Excerpted passage:
———

I hate standing in crowded subway trains or just normal crowded trains. I hate it more when, like the other night, a bunch of airhead girls stand there basically loudly ranting at each other for the entire ride home about how smelly the crowded train is, and casting disdainful glances in my direction, as if it is MY fault rather than, say, the natural result of crowding a shitload of people into a small space. It is only going to get worse as the year progresses and becomes hotter, I remind myself.
I hate the automatic assumption that a white person is an American tourist who is helpless in this country and is only good for English practice. I hate coming into a restaurant, speaking perfectly decent Japanese to answer "yeah, only one person, non-smoking section please, sure, a counter seat is fine with me" and then having them come up to say in broken English, "Do you English menu?"

———

[Dataset rows on where objects appear]
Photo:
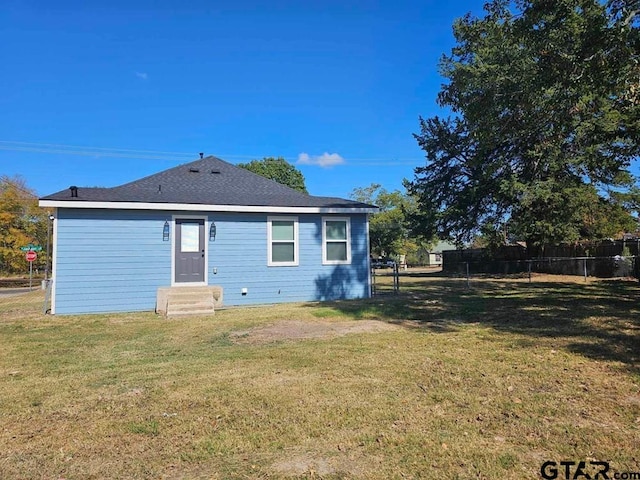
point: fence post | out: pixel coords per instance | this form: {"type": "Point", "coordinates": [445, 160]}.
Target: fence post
{"type": "Point", "coordinates": [396, 278]}
{"type": "Point", "coordinates": [467, 264]}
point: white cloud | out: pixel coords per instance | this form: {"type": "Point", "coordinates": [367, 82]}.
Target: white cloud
{"type": "Point", "coordinates": [325, 160]}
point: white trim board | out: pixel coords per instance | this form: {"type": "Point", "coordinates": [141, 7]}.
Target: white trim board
{"type": "Point", "coordinates": [193, 207]}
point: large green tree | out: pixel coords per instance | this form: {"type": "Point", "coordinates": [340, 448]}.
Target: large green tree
{"type": "Point", "coordinates": [21, 222]}
{"type": "Point", "coordinates": [545, 122]}
{"type": "Point", "coordinates": [277, 169]}
{"type": "Point", "coordinates": [389, 233]}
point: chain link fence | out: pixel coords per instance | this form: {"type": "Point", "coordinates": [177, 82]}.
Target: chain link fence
{"type": "Point", "coordinates": [616, 266]}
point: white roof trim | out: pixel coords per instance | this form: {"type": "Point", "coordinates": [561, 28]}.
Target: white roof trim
{"type": "Point", "coordinates": [191, 207]}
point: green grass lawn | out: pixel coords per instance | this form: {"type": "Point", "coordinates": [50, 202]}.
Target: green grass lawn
{"type": "Point", "coordinates": [481, 383]}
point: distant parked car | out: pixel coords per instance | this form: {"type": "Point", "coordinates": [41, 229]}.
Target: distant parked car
{"type": "Point", "coordinates": [383, 263]}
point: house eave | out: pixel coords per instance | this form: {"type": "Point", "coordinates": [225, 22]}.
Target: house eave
{"type": "Point", "coordinates": [193, 207]}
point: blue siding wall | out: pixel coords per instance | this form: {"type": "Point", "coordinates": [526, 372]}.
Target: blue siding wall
{"type": "Point", "coordinates": [239, 255]}
{"type": "Point", "coordinates": [108, 261]}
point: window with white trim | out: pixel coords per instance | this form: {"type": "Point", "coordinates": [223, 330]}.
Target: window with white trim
{"type": "Point", "coordinates": [283, 241]}
{"type": "Point", "coordinates": [336, 240]}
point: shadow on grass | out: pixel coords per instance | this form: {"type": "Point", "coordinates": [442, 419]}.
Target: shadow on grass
{"type": "Point", "coordinates": [600, 320]}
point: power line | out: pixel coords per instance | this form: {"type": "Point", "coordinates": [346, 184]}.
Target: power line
{"type": "Point", "coordinates": [61, 149]}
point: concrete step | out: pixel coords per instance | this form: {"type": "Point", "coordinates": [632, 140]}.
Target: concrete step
{"type": "Point", "coordinates": [173, 301]}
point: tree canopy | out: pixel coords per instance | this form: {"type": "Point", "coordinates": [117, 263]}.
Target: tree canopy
{"type": "Point", "coordinates": [388, 229]}
{"type": "Point", "coordinates": [277, 169]}
{"type": "Point", "coordinates": [545, 122]}
{"type": "Point", "coordinates": [21, 222]}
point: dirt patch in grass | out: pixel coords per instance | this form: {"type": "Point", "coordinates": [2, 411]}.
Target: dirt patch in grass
{"type": "Point", "coordinates": [305, 329]}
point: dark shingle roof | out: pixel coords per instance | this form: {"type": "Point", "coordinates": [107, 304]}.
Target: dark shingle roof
{"type": "Point", "coordinates": [208, 181]}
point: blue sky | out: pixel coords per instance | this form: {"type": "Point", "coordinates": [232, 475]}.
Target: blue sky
{"type": "Point", "coordinates": [102, 93]}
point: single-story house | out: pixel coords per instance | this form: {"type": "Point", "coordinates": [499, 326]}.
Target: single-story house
{"type": "Point", "coordinates": [434, 256]}
{"type": "Point", "coordinates": [204, 223]}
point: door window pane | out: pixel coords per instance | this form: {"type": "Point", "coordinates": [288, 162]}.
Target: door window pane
{"type": "Point", "coordinates": [189, 237]}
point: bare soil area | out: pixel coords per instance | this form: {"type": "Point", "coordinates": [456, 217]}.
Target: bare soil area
{"type": "Point", "coordinates": [304, 329]}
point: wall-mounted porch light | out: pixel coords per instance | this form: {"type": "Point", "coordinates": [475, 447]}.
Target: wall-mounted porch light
{"type": "Point", "coordinates": [165, 231]}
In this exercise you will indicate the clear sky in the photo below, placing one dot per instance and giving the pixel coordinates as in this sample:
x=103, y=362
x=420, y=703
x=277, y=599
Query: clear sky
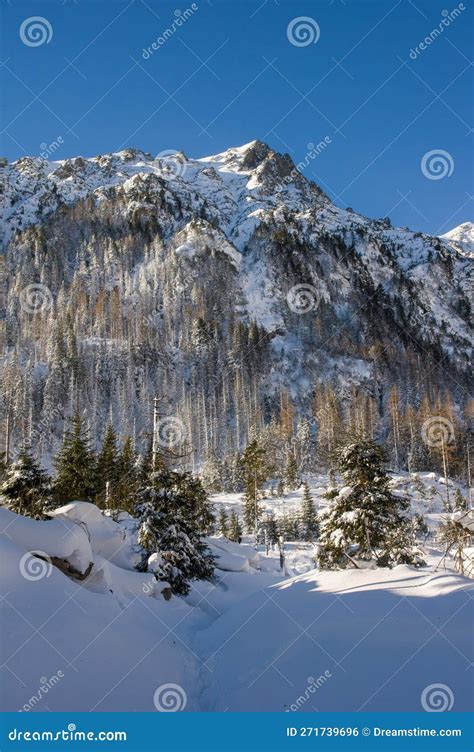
x=228, y=73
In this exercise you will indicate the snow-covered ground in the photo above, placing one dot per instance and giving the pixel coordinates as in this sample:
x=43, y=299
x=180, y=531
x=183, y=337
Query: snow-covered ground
x=255, y=639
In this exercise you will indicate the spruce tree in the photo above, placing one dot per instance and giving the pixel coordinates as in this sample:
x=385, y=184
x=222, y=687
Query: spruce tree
x=128, y=483
x=460, y=502
x=255, y=474
x=223, y=523
x=235, y=528
x=75, y=465
x=291, y=473
x=26, y=486
x=366, y=521
x=309, y=518
x=107, y=469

———

Problems to solve:
1. Answer these questions about the rant on crowded trains and restaurants:
(a) What does the writer expect to happen as the year progresses and becomes hotter?
(b) Which section does the writer ask to be seated in at the restaurant?
(c) What do the restaurant staff ask the writer in broken English?
2. Write the next paragraph of the rant on crowded trains and restaurants, following on from its final sentence.

Per-task outputs:
1.
(a) The writer expects that standing in crowded trains will only get worse.
(b) The writer asks for the non-smoking section.
(c) They ask, "Do you English menu?"

2.
I hate feeling so ridiculously fat here even though I realize I am only slightly above average in the US now. Of course, I am also gargantuan in terms of being tall, which doesn't help any... but not being able to buy shoes or clothes here easily is not a point in favor of this country either.
I actually like being a teacher, but I hate that it is the automatic assumption that, if you work here, you must be an English teacher, as that is the only job really fit for white people.
I hate getting snubbed from things just because I'm a foreigner. I've given up on counting these kinds of things. People moving past me in lines on train platforms as if I don't exist... clerks not wanting to help me because they think I can't speak Japanese... people at the train station not giving me packets of tissues because they think it's a waste because I can't read their advertisements. Teachers at my school who bring back omiyage from a trip and put a cookie on every single desk except mine, "because they think you wouldn't like it". People who will stand on the subway rather than sit in the empty seat next to me.
So on the other side...
I love the food here. I will miss it a LOT.
I love the trains, even if I hate a lot of the people on them. I love being in a place with such ridiculously good public transportation. I'm really not a fan of driving cars.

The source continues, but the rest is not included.